**PROBLEMS AND TASKS:**
- A) Repeat the passage on ocean protection from "Erna Solberg, prime" up to and including "of our time.", substituting "wealth" for "prosperity".
- B) For each statement, say whether it agrees with the passage on ocean protection. Answer yes or no, and quote the words that decide it. (i) The Ocean Panel countries represent nearly 40 per cent of the world's coastlines. (ii) Solberg calls the choice between ocean protection and production a real one. (iii) Member countries vow to ban all seabed mining by 2030.
- C) Extend the passage on ocean protection beyond its last sentence.

**SUPPLIED PASSAGE:**
-- -- --
Erna Solberg, prime minister of Norway, said humanity’s well-being is intertwined with the health of the ocean.
“It sustains us, stabilizes the climate and leads to greater prosperity,” Solberg said in a release. “For too long, we have perceived a false choice between ocean protection and production. No longer. We understand the opportunities of action and the risks of inaction, and we know the solutions. Building a sustainable ocean economy is one of the greatest opportunities of our time.
The Ocean Panel countries, which represent nearly 40 per cent of the world’s coastlines, have committed to manage oceans and to address climate change, acidification, ocean warming, marine pollution, overfishing, and loss of habitat and biodiversity.
By 2030, member countries vow to restore wild fish stocks and increase aquaculture to meet the demand for food, to use oceans for a renewable energy source, to sustain ocean-based tourism, shift toward zero-emission and low-impact marine vessels for ocean transport, invest in new environmentally responsible ocean industries, to limit seabed mining to projects informed by science and that are ecologically sustainable, to reduce greenhouse gases and restore ocean health, and to protect and restore marine ecosystems and to reduce ocean pollution.
-- -- --
**DATASET EXTRACT:**

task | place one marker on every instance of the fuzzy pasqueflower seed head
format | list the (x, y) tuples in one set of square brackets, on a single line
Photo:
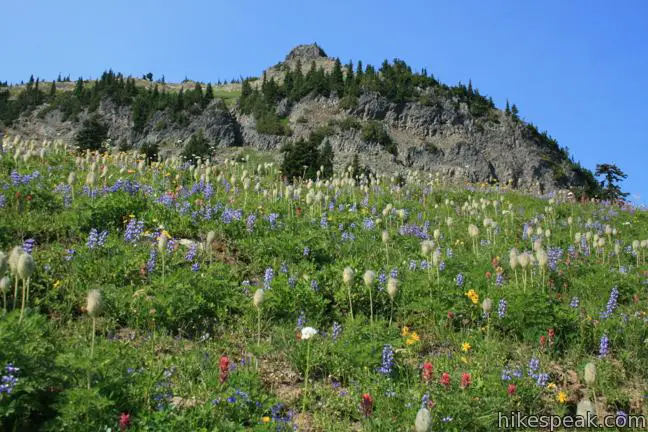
-- -- --
**ANSWERS BELOW:**
- A)
Erna Solberg, prime minister of Norway, said humanity’s well-being is intertwined with the health of the ocean.
“It sustains us, stabilizes the climate and leads to greater wealth,” Solberg said in a release. “For too long, we have perceived a false choice between ocean protection and production. No longer. We understand the opportunities of action and the risks of inaction, and we know the solutions. Building a sustainable ocean economy is one of the greatest opportunities of our time.

- B)
(i) Yes: "represent nearly 40 per cent of the world’s coastlines"
(ii) No: "we have perceived a false choice between ocean protection and production"
(iii) No: "to limit seabed mining to projects informed by science and that are ecologically sustainable"

- C)
None of the commitments are binding and Charles said that the Trump administration in the United States and the former Harper government in Canada have shown that environmental policies and commitments can be dismantled with a change of government.
“We have to make the best effort today, this year, to do the right thing … and I think we can all agree on that there is too much plastic being wasted, too much plastic going into the ocean and real action on that is needed,” Charles said. “In that case, it would be nice to have some binding measures in addition to the voluntary measures. Nobody is supporting plastic in the ocean but there is a lot more discussion needed around the idea of protecting a per cent of the ocean and there are some important issues around how to rebuild fish stocks as well. Those need some discussion and some bottom-up thinking.”